§ **TEXTBLOCK**:
********
Gespräche und Gewehre
Da war als Erstes die gepflegte klassisch-liberale Gesellschaft, mit Dinner im Palmenhaus, geschmorten Kalbsbäckchen, Anzügen, Abendkleidern, höflich, kultiviert, intelligent. Es gab Musik, Vorträge, Bücher, Preise für geistige Leistungen, es gab den rationalen Durchblick in zahlreichen intelligenten Gesprächen.
Diese Leute verstehen am besten von allen, wie eine Wirtschaft und wie eine Gesellschaft funktionieren. Sie erkennen, dass es nur zwei Sorten gesellschaftlicher Interaktion gibt: Tausch oder Raub. Und das heißt: entweder freiwillig oder unter Androhung und Anwendung von Gewalt. Niemand sonst ist so klarsichtig wie diese Freunde der Freiheit.
Aber ohne Konsequenz. Stattdessen leben sie den Kompromiss und verteidigen ausgerechnet den demokratischen Verfassungsstaat westlicher Prägung, der den Bürgern in der Realität scheibchenweise die Freiheit und das Eigentum raubt. Sie verteidigen das politische System, in dem die Mehrheit der Etatisten die Minderheit der Freiheitsliebenden schon heute tyrannisiert.
Sie sehen klar, dass unsere Gesellschaft nicht auf Freiwilligkeit und Freiheit gründet, sondern auf Zwang und Gewalt, aber das findet nur im Rationalen, Intellektuellen, nur mit Worten statt.
********
§ **VORLIEGENDE DATENSÄTZE**:
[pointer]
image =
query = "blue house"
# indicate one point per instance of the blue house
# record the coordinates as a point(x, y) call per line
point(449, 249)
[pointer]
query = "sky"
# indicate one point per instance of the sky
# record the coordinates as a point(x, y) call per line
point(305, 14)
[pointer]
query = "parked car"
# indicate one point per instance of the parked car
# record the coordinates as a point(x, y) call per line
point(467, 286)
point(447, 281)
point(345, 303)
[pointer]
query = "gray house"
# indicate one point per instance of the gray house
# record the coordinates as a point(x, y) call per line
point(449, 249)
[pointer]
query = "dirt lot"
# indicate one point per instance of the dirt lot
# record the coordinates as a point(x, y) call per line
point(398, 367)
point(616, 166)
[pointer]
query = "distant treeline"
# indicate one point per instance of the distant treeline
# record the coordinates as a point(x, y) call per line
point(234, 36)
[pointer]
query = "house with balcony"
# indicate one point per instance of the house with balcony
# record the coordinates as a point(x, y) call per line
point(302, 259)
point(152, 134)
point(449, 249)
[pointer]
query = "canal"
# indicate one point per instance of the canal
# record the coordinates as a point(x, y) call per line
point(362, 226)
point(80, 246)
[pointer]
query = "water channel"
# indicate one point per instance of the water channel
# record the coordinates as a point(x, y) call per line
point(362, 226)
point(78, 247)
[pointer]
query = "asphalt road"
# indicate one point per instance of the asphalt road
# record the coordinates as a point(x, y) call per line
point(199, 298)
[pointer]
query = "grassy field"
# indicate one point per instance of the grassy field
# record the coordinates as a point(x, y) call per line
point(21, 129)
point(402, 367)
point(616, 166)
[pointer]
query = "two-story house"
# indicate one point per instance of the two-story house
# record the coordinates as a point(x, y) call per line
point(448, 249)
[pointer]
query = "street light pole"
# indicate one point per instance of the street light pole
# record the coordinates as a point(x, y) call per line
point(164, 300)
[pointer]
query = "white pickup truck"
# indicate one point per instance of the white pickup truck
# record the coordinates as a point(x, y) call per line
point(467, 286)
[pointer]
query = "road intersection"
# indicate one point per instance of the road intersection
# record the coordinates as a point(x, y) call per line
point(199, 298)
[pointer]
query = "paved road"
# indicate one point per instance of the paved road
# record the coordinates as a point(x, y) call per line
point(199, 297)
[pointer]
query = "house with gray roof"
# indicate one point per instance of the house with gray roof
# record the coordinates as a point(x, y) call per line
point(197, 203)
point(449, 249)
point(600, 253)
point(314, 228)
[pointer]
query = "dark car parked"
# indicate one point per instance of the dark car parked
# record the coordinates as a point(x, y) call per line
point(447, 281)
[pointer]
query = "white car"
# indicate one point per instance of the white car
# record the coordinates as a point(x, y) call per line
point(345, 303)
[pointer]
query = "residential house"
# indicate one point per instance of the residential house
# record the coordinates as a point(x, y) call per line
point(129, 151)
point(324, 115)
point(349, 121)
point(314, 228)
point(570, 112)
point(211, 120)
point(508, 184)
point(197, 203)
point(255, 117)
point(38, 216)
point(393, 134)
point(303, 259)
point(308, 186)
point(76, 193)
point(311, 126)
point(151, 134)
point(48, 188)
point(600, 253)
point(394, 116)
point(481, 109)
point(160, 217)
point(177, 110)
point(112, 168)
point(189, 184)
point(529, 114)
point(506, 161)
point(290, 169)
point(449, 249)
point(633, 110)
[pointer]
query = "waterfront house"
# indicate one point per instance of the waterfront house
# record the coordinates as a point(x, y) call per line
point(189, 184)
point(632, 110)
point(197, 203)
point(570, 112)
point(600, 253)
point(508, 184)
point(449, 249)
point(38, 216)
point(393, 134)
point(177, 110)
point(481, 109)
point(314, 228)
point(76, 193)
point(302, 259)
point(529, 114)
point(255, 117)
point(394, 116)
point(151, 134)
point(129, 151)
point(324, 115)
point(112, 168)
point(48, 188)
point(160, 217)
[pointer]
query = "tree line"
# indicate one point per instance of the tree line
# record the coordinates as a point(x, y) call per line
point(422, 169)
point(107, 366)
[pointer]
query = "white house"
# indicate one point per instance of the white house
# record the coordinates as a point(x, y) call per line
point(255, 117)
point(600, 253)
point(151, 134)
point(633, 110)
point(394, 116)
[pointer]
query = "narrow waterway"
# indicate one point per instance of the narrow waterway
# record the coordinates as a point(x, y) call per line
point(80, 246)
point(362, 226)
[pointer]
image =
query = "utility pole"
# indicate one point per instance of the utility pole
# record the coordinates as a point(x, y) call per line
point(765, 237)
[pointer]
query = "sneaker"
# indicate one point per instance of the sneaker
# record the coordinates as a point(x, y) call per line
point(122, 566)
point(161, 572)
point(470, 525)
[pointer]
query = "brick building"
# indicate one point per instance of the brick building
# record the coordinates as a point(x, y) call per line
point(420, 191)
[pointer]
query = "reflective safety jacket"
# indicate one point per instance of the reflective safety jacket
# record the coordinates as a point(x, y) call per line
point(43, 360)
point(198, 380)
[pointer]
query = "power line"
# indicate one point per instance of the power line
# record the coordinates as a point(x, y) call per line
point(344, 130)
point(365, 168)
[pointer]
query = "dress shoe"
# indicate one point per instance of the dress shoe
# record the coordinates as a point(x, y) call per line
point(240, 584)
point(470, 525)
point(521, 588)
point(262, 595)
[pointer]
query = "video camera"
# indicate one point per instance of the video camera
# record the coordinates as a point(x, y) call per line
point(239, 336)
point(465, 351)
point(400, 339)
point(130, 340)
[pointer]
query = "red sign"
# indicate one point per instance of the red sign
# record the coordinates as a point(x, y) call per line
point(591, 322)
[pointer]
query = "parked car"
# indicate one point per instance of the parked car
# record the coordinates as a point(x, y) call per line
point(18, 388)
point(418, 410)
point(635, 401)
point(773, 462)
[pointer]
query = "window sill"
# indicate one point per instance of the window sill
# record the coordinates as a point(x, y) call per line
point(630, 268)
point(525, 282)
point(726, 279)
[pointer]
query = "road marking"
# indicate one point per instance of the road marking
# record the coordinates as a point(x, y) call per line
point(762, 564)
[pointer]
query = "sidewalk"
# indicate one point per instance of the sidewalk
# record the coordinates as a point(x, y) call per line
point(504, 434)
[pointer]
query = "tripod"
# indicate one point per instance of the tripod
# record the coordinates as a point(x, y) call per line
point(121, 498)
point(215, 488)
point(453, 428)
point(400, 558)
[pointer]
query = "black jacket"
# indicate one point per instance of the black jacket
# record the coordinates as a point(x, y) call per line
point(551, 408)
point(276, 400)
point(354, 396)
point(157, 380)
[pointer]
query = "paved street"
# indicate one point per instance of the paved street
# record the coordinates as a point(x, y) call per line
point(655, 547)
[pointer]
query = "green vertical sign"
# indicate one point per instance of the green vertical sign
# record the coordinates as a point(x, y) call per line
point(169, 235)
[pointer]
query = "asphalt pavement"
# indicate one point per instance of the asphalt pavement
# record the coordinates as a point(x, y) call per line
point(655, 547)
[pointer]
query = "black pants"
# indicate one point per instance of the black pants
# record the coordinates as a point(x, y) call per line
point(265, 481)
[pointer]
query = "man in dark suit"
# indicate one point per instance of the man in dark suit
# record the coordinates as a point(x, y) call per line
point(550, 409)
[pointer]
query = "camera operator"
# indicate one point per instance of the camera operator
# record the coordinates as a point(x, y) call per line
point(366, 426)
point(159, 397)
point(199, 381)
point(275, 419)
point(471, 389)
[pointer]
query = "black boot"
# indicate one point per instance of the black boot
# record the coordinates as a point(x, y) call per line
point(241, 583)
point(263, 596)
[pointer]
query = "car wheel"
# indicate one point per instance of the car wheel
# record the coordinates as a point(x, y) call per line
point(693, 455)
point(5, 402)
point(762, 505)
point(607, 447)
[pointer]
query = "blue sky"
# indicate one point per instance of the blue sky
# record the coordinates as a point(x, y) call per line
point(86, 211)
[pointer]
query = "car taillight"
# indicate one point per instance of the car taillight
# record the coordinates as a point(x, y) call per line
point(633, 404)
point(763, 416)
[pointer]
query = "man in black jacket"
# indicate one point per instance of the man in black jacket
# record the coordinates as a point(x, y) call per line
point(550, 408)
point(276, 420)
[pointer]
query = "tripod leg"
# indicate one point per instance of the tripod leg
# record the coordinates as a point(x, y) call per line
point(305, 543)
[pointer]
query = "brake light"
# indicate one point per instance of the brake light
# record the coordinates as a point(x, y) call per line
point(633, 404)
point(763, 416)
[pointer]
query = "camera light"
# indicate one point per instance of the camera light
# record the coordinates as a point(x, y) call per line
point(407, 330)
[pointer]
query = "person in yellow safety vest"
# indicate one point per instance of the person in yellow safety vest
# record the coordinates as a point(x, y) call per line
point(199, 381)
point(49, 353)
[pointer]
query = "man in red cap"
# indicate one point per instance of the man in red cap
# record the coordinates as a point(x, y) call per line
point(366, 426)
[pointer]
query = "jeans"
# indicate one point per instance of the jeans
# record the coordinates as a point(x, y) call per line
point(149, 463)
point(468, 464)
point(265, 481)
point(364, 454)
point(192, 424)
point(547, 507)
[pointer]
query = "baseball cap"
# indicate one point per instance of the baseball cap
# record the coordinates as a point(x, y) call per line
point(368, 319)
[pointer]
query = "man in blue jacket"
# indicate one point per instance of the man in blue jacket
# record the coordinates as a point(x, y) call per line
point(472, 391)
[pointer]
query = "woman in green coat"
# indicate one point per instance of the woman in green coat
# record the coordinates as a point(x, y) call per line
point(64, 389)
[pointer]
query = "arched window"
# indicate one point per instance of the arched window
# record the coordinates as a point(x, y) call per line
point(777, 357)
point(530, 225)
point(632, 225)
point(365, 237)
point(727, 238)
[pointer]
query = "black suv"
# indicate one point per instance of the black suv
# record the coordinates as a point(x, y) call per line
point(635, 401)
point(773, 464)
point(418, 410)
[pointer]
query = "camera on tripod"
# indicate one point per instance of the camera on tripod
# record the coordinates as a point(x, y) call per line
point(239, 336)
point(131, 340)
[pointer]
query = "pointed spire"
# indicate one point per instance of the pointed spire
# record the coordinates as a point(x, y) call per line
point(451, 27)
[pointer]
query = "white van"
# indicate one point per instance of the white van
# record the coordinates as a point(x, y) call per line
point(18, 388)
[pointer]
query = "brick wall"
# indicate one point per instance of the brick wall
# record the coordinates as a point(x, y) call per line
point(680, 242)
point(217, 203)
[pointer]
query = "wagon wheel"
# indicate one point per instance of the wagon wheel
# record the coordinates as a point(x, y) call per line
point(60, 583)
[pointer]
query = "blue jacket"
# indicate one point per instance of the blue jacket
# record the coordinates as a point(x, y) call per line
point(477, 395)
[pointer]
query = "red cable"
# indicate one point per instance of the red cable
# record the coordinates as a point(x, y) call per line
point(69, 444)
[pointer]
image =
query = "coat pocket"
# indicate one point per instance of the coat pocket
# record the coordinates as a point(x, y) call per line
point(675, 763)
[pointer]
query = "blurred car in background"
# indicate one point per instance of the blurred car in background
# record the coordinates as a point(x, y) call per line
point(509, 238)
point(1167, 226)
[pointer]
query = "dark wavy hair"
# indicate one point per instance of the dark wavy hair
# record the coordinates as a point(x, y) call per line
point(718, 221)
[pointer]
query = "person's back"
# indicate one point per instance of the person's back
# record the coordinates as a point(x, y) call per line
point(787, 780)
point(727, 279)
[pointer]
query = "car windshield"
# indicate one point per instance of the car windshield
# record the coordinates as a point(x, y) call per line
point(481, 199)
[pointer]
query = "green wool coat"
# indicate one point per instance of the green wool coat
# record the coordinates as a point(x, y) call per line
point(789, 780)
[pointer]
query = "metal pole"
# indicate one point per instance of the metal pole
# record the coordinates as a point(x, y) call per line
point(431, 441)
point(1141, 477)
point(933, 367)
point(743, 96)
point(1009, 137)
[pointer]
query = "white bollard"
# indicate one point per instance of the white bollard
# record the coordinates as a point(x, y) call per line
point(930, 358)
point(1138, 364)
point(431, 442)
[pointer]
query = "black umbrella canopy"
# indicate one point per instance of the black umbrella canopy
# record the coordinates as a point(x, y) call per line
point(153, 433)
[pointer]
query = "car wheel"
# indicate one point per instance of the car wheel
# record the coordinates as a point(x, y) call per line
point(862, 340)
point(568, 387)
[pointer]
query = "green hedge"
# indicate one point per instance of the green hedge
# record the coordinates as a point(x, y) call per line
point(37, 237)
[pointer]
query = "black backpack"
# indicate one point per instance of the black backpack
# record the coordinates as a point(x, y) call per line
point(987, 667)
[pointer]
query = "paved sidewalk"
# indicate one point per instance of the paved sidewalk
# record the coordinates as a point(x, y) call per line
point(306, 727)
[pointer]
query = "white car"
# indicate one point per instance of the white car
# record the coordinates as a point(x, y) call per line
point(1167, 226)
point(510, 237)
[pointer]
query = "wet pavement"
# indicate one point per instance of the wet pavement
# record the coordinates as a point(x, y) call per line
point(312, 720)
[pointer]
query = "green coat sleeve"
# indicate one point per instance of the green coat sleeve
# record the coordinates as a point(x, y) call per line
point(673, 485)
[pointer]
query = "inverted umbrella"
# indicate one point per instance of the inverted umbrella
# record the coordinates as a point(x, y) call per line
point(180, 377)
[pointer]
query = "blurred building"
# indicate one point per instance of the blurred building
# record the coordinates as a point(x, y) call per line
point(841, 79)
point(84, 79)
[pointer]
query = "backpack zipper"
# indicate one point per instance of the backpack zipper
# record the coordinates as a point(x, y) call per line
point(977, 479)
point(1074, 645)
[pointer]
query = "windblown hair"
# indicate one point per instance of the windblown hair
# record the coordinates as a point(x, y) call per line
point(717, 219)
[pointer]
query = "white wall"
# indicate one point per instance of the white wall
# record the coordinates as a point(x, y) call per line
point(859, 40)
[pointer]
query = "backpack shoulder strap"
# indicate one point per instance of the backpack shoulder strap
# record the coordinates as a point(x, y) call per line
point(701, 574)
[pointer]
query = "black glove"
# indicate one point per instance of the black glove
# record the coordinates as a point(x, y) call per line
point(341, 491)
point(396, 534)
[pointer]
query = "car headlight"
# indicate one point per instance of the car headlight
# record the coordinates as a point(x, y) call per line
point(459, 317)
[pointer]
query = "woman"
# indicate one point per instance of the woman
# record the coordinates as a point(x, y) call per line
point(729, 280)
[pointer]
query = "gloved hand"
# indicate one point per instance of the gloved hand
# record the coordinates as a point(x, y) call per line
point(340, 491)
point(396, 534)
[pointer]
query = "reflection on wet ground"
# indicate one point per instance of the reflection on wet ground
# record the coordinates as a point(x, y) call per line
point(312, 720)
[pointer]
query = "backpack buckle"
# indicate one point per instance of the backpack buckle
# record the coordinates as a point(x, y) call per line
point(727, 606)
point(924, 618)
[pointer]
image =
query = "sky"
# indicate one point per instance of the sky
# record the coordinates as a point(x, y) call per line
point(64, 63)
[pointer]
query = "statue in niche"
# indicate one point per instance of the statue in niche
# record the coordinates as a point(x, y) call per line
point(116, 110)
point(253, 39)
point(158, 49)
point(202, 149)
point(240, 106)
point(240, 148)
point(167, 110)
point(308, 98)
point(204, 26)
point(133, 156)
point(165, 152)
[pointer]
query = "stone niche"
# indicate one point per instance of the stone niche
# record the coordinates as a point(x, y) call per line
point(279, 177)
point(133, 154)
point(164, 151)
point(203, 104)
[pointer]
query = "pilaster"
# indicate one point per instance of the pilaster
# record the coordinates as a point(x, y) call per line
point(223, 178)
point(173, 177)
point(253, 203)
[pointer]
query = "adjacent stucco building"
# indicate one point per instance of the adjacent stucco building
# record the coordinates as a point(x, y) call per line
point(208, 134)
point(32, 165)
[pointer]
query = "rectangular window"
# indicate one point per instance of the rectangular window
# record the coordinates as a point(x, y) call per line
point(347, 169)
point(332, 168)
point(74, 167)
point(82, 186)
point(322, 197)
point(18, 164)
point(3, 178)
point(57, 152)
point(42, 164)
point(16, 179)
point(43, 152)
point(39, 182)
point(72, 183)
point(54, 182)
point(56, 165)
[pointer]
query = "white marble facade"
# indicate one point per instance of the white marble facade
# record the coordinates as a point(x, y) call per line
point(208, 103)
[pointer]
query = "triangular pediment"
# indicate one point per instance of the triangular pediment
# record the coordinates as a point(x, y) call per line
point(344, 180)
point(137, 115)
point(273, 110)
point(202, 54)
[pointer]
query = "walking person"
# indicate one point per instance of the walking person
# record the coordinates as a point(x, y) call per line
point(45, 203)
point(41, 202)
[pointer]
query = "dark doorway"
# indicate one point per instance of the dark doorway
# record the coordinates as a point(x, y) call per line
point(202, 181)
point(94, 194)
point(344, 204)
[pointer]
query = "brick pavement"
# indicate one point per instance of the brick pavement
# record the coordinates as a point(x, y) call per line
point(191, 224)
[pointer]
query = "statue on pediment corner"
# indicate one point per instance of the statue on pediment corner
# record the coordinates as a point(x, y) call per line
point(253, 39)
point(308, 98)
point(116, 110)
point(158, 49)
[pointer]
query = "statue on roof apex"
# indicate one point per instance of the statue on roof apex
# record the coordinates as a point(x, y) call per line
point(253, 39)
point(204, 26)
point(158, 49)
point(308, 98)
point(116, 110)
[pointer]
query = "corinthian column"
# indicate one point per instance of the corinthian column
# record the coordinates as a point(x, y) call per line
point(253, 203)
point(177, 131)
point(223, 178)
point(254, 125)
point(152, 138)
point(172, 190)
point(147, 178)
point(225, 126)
********
§ **ZIEL 1**:
Beantworte anhand des Textblocks über die klassisch-liberale Gesellschaft:
(a) Welches Gericht wird beim Dinner im Palmenhaus genannt?
(b) Welche zwei Sorten gesellschaftlicher Interaktion gibt es laut dem Text?
(c) Welches politische System verteidigen diese Leute?
§ **ZIEL 2**:
Schreib den Text über die klassisch-liberale Gesellschaft im Anschluss an seinen letzten Satz weiter.

§ **ERGEBNIS 1**:
(a) Geschmorte Kalbsbäckchen.
(b) Tausch oder Raub.
(c) Den demokratischen Verfassungsstaat westlicher Prägung.

§ **ERGEBNIS 2**:
Auf die zweite Weltanschauung traf ich nachts um drei in einer Kneipe. Da sprach mich ein waschechter Kommunist an. Wir diskutierten ein bisschen. Er war ein etwas untersetzter, kerniger Typ mit blitzenden Augen und harter Sprache, von Beruf Elektriker auf dem Bau. Er hatte eine klare Meinung von Hemd- und Anzugträgern und „Büroleuten“ und Unternehmern und Geldsäcken wie mich. Während wir vor der Kneipe standen, beide ein Bier in der Hand, sagte er mir: „Ich will mal ehrlich zu dir sein: Wenn unsere Revolution kommt, dann stellen wir Typen wie dich an die Wand. Du wärst einer der Ersten, die ich mit Freude erschießen würde.“
In seinen Augen sah ich, dass das kein provokativer Spruch war, sondern dass er das ernst meinte. Todernst.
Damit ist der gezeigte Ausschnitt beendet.